## YOUR ASSIGNMENT
This exercise asks for the entries below to be printed exactly.

## EXCERPTED DATA
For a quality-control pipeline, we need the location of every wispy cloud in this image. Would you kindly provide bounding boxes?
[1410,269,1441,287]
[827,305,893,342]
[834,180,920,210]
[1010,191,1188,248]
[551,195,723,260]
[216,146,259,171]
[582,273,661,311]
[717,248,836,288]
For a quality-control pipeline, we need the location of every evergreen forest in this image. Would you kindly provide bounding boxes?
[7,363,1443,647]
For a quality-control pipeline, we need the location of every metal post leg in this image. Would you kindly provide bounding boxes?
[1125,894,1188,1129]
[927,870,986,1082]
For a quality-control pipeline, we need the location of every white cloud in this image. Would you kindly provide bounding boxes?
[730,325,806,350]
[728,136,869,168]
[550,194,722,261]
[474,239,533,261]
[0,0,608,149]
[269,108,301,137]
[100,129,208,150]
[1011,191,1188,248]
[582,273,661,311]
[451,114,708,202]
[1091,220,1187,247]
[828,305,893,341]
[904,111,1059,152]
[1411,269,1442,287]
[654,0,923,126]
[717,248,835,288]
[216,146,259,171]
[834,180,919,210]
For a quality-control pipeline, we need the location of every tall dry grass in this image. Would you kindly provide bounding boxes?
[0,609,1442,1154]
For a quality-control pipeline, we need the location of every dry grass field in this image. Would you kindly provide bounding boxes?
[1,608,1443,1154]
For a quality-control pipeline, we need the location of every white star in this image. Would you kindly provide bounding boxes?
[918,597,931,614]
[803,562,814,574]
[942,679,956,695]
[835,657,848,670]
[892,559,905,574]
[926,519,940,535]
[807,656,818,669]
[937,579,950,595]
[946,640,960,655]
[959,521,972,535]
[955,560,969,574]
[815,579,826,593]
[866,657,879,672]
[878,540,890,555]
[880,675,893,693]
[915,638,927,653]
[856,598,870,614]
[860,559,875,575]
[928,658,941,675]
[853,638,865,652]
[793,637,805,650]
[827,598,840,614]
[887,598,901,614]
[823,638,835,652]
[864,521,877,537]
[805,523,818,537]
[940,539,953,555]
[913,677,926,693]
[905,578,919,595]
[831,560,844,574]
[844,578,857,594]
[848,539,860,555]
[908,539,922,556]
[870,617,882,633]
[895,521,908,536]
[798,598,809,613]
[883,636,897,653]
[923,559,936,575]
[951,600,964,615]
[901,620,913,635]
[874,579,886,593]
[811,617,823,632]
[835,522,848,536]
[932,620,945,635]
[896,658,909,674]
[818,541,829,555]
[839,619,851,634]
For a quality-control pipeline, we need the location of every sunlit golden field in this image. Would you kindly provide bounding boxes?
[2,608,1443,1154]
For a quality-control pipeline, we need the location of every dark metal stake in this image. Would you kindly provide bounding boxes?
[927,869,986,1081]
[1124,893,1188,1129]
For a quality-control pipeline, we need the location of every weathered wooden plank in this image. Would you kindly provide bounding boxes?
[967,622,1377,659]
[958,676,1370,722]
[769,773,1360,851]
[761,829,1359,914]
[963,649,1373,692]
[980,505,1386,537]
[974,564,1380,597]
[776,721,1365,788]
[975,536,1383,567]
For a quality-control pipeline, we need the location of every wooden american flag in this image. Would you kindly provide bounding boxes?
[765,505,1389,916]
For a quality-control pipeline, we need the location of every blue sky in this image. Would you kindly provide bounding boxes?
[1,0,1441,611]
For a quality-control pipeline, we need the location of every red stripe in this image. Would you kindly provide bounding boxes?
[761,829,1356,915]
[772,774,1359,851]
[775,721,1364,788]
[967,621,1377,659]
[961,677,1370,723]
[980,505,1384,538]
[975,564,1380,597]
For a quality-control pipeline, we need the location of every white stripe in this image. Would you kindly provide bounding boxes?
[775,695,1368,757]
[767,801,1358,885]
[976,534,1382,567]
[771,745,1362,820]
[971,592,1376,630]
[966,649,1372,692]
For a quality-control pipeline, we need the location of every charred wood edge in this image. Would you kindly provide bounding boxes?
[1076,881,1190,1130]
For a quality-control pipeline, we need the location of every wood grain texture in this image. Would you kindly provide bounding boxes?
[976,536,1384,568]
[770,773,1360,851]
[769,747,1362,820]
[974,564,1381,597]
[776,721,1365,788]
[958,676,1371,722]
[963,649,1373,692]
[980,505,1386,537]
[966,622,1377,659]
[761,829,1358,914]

## RESULT OF THE TASK
For a quality-control pipeline, we need the location of every wispy cloud in this image. Would you kindly provide bounding boxes?
[1410,269,1441,287]
[827,305,893,342]
[834,180,920,210]
[1010,191,1188,248]
[551,195,723,260]
[216,146,259,171]
[582,273,661,311]
[717,248,836,288]
For a quality-control pipeline, we need the location of every evergreen forest in this image. Would you kindly provide bounding boxes?
[7,363,1443,647]
For a quality-control pipeline, we need the location of every metal post leg in this image. Would you kindly provide bounding boxes?
[1125,894,1188,1129]
[927,870,986,1082]
For a quality-control pipeline, we need the location of every white cloud in this image. Would you kindly provide bounding boxes?
[730,325,806,350]
[728,136,869,168]
[550,194,722,261]
[474,239,533,261]
[0,0,608,149]
[269,108,301,137]
[100,129,208,150]
[1011,191,1188,248]
[582,273,661,311]
[451,114,708,202]
[1091,220,1187,247]
[828,305,893,341]
[904,111,1059,152]
[1411,269,1442,287]
[654,0,923,126]
[717,248,835,288]
[216,146,259,171]
[834,180,919,210]
For a quality-control pipeline, we need the location of every tall dry grass in this image. Would you kindly provide bounding boxes?
[0,609,1442,1154]
For a quality-control pipeline, we need the location of every dry grass field in this image. Would you kindly provide bounding boxes?
[1,608,1443,1154]
For a quality-control pipeline, we need the location of every white star in this image. Would you kindly provide bounding boxes?
[918,597,931,614]
[803,562,814,574]
[942,679,956,695]
[835,657,848,670]
[892,559,905,574]
[926,519,940,535]
[807,656,818,669]
[937,579,950,595]
[946,640,960,655]
[959,521,972,535]
[955,560,969,574]
[815,579,826,593]
[866,657,879,672]
[878,540,890,555]
[880,675,893,693]
[915,638,927,653]
[856,598,870,614]
[860,559,875,575]
[928,658,941,675]
[853,638,865,652]
[793,637,805,650]
[827,598,840,614]
[887,598,901,614]
[823,638,835,652]
[864,521,877,537]
[805,523,818,537]
[940,539,953,555]
[913,677,926,693]
[905,578,919,595]
[831,560,844,574]
[844,578,857,594]
[848,539,860,555]
[908,539,922,556]
[870,617,882,633]
[895,521,908,536]
[798,598,809,613]
[883,636,897,653]
[923,559,936,575]
[951,600,964,615]
[901,620,913,635]
[874,579,886,593]
[811,617,823,632]
[835,522,848,536]
[932,620,945,635]
[896,658,909,674]
[818,541,829,555]
[839,619,851,634]
For a quality-control pipeline, we need the location of every sunlit golden field in this image. Would you kindly provide bounding boxes?
[2,608,1443,1154]
For a quality-control pipeline, we need the location of every dark metal stake in this image. Would you kindly provide bounding boxes?
[927,869,986,1081]
[1124,893,1188,1129]
For a quality-control pipeline, we need the location of every weathered wooden plank in this image. Would you kindly provide bounding boxes?
[967,622,1377,659]
[958,676,1370,722]
[769,773,1360,851]
[761,829,1359,914]
[963,649,1373,692]
[980,505,1386,537]
[974,564,1380,597]
[776,721,1365,788]
[975,536,1383,567]
For a quality-control pipeline, we need the location of every wooden american flag in this image. Would you kindly provide bounding boxes?
[765,505,1389,916]
For a quality-control pipeline, we need the location of every blue sky in this image. Would you kindly provide bounding boxes?
[1,0,1441,611]
For a quality-control pipeline, we need the location of every red stripe in this image. Would you kindly provide bounding boxes?
[761,829,1356,915]
[772,774,1359,851]
[775,721,1364,788]
[967,621,1377,659]
[961,677,1370,723]
[980,505,1384,538]
[975,564,1380,597]
For a quality-control pipeline, we need the location of every white stripe in this image. Would you kindly provide bounding boxes?
[775,695,1368,757]
[767,801,1358,885]
[976,534,1382,567]
[771,745,1362,820]
[971,592,1376,630]
[966,649,1372,692]
For a quality-control pipeline, we need the location of every charred wood edge in this image. Would you kindly provide bounding boxes?
[1076,881,1190,1130]
For a quality-control pipeline, we need the location of every wood grain texture in this image. Would you kindly provide bounding boxes?
[976,536,1384,568]
[770,773,1360,851]
[769,747,1362,820]
[974,564,1381,597]
[776,721,1365,788]
[958,676,1371,722]
[963,649,1373,692]
[980,505,1386,537]
[966,622,1377,659]
[761,829,1358,914]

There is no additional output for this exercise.